### Required task
Starting at the beginning of the data below and going through the line that contains "x=335, y=166", rewrite those lines with every coordinate in the answers multiplied by 0.2 and rounded to a whole number, with halves rounded up. Leave the pictures out.

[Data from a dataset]
+---+

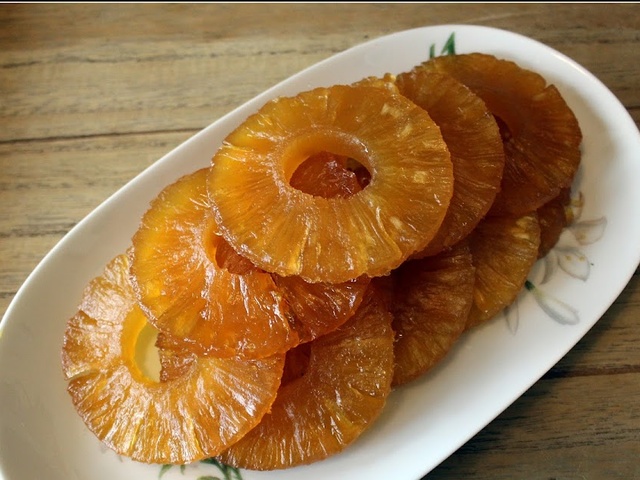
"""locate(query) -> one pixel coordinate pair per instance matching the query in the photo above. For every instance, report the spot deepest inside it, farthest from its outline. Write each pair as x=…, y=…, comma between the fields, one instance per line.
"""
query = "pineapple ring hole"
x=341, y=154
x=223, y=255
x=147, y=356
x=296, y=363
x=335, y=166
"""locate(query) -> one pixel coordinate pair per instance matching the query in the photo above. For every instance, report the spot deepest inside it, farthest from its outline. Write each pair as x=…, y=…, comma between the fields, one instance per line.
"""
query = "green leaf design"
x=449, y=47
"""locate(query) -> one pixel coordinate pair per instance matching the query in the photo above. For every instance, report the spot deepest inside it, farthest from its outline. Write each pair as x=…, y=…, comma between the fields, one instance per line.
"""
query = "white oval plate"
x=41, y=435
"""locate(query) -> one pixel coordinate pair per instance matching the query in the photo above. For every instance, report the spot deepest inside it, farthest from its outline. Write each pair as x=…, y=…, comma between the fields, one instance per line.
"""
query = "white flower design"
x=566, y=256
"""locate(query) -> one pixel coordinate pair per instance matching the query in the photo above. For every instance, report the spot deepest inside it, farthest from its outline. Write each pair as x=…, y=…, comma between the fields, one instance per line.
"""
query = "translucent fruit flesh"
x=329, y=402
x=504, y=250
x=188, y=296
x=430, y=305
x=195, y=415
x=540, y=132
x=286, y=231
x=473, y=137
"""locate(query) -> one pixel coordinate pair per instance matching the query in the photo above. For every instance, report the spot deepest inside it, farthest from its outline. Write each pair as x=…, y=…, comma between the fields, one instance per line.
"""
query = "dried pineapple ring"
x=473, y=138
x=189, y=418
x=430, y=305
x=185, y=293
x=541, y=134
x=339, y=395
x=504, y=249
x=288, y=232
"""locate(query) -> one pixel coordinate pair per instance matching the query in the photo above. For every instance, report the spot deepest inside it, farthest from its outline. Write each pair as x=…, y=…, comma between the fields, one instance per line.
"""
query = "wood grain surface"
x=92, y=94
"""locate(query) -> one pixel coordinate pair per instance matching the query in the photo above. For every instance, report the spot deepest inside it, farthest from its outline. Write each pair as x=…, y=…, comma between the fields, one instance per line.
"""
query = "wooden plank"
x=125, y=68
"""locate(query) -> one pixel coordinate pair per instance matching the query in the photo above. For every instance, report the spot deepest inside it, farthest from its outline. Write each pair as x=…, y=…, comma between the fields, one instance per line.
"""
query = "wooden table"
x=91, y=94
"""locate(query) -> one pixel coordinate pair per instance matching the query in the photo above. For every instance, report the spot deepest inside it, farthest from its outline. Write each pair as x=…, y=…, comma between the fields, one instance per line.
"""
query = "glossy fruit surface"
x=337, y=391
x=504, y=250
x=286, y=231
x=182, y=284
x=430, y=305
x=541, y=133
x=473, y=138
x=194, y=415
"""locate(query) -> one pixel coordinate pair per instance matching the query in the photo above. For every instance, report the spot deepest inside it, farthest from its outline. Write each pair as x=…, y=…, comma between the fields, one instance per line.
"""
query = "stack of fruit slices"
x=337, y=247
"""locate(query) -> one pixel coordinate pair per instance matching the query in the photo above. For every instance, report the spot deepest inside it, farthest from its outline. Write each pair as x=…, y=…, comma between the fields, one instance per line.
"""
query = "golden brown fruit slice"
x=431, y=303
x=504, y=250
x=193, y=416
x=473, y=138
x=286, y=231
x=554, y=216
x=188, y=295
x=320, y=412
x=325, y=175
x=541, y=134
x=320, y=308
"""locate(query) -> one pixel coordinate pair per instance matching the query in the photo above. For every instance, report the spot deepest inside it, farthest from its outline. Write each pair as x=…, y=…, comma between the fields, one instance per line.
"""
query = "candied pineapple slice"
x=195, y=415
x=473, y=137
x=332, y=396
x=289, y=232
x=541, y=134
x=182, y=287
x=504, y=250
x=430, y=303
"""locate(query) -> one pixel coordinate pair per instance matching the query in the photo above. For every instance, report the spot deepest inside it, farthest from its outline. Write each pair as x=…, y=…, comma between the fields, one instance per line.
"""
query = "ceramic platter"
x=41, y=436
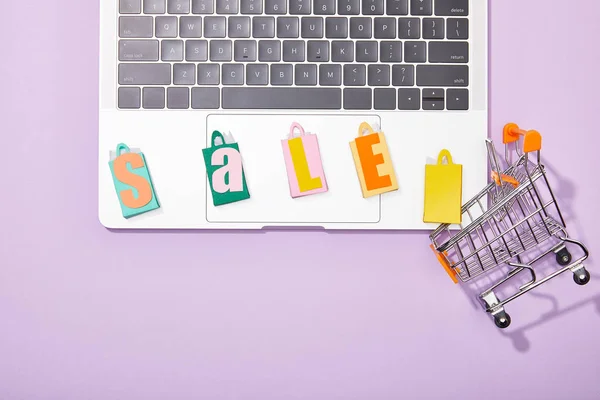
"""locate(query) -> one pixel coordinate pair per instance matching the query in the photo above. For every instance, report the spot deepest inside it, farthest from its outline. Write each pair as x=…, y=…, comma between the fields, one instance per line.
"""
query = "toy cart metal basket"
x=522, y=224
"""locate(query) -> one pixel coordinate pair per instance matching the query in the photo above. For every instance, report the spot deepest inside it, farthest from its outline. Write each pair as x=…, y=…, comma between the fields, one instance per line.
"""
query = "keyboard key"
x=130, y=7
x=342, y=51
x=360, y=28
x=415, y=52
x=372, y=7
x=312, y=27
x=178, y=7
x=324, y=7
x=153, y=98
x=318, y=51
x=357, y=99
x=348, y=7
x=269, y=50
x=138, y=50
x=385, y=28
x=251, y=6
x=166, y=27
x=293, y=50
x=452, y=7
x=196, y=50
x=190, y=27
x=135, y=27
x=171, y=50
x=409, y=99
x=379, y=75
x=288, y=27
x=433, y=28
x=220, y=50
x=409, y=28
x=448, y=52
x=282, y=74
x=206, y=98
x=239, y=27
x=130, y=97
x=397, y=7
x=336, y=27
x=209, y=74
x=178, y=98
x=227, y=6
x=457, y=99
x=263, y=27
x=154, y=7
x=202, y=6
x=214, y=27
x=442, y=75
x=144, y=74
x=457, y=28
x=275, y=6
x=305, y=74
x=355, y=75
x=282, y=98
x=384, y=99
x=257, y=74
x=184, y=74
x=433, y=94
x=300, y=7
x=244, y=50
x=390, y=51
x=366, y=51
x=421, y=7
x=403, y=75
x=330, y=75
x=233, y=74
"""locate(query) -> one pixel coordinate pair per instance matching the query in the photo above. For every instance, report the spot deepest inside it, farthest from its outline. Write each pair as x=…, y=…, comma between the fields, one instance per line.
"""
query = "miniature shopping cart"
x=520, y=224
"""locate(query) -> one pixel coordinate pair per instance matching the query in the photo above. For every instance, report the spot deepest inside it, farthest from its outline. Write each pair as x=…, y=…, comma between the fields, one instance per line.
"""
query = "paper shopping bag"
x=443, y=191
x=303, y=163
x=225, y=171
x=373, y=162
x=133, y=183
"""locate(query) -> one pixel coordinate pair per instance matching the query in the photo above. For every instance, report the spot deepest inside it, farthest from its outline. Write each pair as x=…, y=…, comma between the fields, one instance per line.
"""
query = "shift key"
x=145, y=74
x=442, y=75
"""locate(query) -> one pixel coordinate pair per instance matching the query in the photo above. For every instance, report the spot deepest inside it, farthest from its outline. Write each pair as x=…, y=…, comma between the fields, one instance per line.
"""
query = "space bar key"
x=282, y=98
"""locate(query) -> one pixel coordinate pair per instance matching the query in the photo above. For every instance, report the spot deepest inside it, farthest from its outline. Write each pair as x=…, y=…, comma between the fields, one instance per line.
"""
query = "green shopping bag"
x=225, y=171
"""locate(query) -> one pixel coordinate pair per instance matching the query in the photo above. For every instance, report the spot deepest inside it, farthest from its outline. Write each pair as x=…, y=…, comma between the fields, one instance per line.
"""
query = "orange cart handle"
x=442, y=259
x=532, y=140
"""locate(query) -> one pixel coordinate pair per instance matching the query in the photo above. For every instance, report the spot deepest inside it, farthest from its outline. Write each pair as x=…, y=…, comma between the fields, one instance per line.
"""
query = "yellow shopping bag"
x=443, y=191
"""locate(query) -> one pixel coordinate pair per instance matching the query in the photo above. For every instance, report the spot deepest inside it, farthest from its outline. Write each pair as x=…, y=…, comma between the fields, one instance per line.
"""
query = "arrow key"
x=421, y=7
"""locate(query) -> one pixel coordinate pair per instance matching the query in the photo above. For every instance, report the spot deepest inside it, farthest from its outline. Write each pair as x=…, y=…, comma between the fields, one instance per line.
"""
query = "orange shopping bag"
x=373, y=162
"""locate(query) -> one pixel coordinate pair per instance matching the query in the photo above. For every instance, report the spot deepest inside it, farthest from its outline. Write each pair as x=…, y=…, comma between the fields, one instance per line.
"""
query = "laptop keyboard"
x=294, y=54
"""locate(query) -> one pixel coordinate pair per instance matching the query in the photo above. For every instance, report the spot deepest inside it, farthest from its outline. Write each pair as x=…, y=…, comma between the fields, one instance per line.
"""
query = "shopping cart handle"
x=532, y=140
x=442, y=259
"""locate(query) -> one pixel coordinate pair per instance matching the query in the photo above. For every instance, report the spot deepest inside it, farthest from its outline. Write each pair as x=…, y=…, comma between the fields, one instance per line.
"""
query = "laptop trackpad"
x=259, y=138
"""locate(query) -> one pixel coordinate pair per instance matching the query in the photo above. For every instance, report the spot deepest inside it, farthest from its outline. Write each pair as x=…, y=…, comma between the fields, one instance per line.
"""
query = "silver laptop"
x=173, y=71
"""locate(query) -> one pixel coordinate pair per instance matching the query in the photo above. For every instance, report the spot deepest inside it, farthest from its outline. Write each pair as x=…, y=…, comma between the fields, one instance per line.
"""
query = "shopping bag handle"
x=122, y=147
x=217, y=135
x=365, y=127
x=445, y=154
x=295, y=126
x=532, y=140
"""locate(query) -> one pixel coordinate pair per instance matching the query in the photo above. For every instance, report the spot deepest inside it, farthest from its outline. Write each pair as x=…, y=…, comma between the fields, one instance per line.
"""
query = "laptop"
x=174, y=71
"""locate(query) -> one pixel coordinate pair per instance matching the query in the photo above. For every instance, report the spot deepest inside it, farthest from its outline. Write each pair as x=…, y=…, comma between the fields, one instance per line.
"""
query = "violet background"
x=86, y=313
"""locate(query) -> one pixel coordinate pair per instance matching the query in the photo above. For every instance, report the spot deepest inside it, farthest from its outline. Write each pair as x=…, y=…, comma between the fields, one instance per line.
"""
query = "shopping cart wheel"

+---+

### Correct answer
"""locate(query) -> one pixel coordinate pair per instance matching the query in the photo above. For every instance, report the spot deepest inside it, farthest from its outline. Write each pair as x=…, y=…, comma between the fields, one instance per line.
"""
query = "pineapple ring hole"
x=68, y=31
x=45, y=51
x=29, y=71
x=59, y=73
x=67, y=33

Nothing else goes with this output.